## QUESTÕES PROPOSTAS
a – Reproduza sem alterações o trecho do texto sobre anencefalia que começa nas palavras "Segundo o professor, a" e termina logo após "cardiorrespiratória, por exemplo).".
b – Traduza para o inglês esta frase do texto sobre anencefalia: "Raramente os bebês anencéfalos sobrevivem mais que seis dias após o nascimento."

## TEXTO PARA LEITURA
Toda a polêmica em torno da descriminalização do aborto de anencéfalos — aprovada pelo Supremo Tribunal Federal (STF) na última semana — enseja uma pergunta: afinal, o feto com anencefalia pode sentir dor? Em outras palavras o aborto pode trazer algum tipo de sofrimento para ele? Para o professor Arthur Giraldi Guimarães, do Laboratório de Biologia Celular e Tecidual da UENF (LBCT), especialista em neurobiologia, a resposta é não.
— O bebê anencéfalo é incapaz de ter consciência e de ter sensações somáticas ou executar movimentos voluntários. Pode apenas ter movimentos involuntários e reflexos, ambos inconscientes, e não tem a capacidade de sentir dor, por exemplo. Isso se deve ao fato de o bebê anencéfalo não possuir o córtex cerebral — sede da consciência e das funções somáticas ou voluntárias, ou seja, aquelas que envolvem a consciência — explica.
Segundo o professor, a anencefalia é um tipo de malformação do tubo neural, estrutura que dá origem ao Sistema Nervoso Central (encéfalo e medula espinhal). Mais especificamente, se caracteriza pelo não fechamento do tubo neural na porção cefálica (correspondente à cabeça, onde fica localizado o encéfalo). Com isso, não se formam o córtex cerebral e o cerebelo. O encéfalo do bebê é constituído basicamente pelo tronco encefálico (região responsável por funções vitais, como a regulação da função cardiorrespiratória, por exemplo).
— Raramente os bebês anencéfalos sobrevivem mais que seis dias após o nascimento. A explicação exata ainda não é conhecida, mas provavelmente deve ter relação com o fato de o tronco encefálico, apesar de formado, provavelmente ser ineficiente. Embora a malformação mais grave seja no córtex, que nem se forma, o tronco encefálico também pode estar malformado, ainda que num menor grau. De qualquer forma, mesmo que o tronco fosse plenamente funcional, a vida seria vegetativa — diz.

## DADOS FORNECIDOS
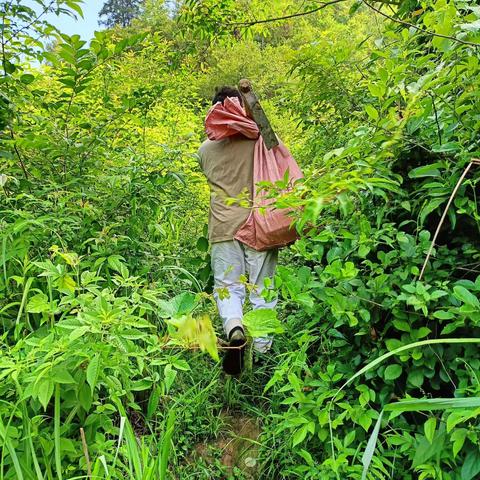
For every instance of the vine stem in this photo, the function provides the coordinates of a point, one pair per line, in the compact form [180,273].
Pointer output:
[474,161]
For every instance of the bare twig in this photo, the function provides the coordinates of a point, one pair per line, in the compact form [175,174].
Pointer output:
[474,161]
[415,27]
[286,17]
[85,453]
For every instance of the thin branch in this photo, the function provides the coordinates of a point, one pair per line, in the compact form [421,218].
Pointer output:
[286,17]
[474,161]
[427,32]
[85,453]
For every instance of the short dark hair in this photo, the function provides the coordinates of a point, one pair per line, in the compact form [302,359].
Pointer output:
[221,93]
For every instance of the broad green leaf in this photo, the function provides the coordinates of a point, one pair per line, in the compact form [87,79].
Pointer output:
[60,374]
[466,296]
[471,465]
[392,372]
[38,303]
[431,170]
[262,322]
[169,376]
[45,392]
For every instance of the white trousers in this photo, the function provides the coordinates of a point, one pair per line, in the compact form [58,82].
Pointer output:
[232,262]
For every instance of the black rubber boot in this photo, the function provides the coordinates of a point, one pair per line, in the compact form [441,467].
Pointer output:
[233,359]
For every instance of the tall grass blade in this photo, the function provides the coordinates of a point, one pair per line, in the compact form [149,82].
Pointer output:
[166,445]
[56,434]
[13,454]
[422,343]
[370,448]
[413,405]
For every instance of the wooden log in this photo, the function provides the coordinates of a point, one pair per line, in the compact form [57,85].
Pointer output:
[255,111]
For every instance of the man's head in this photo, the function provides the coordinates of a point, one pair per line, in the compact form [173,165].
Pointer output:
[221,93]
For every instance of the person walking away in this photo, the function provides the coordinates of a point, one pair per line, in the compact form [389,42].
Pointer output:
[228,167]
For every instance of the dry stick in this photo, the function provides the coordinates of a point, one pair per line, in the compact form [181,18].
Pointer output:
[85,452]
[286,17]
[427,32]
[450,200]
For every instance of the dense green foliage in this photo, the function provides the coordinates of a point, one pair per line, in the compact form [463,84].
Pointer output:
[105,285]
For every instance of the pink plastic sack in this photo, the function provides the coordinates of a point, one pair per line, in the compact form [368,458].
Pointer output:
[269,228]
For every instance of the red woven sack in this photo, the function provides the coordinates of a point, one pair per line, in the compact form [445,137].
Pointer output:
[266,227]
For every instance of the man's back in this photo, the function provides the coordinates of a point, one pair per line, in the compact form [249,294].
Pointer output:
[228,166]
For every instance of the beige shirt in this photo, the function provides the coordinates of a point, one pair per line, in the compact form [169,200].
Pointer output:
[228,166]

## RESULTADOS POR TAREFA
a –
Segundo o professor, a anencefalia é um tipo de malformação do tubo neural, estrutura que dá origem ao Sistema Nervoso Central (encéfalo e medula espinhal). Mais especificamente, se caracteriza pelo não fechamento do tubo neural na porção cefálica (correspondente à cabeça, onde fica localizado o encéfalo). Com isso, não se formam o córtex cerebral e o cerebelo. O encéfalo do bebê é constituído basicamente pelo tronco encefálico (região responsável por funções vitais, como a regulação da função cardiorrespiratória, por exemplo).

b – Anencephalic babies rarely survive more than six days after birth.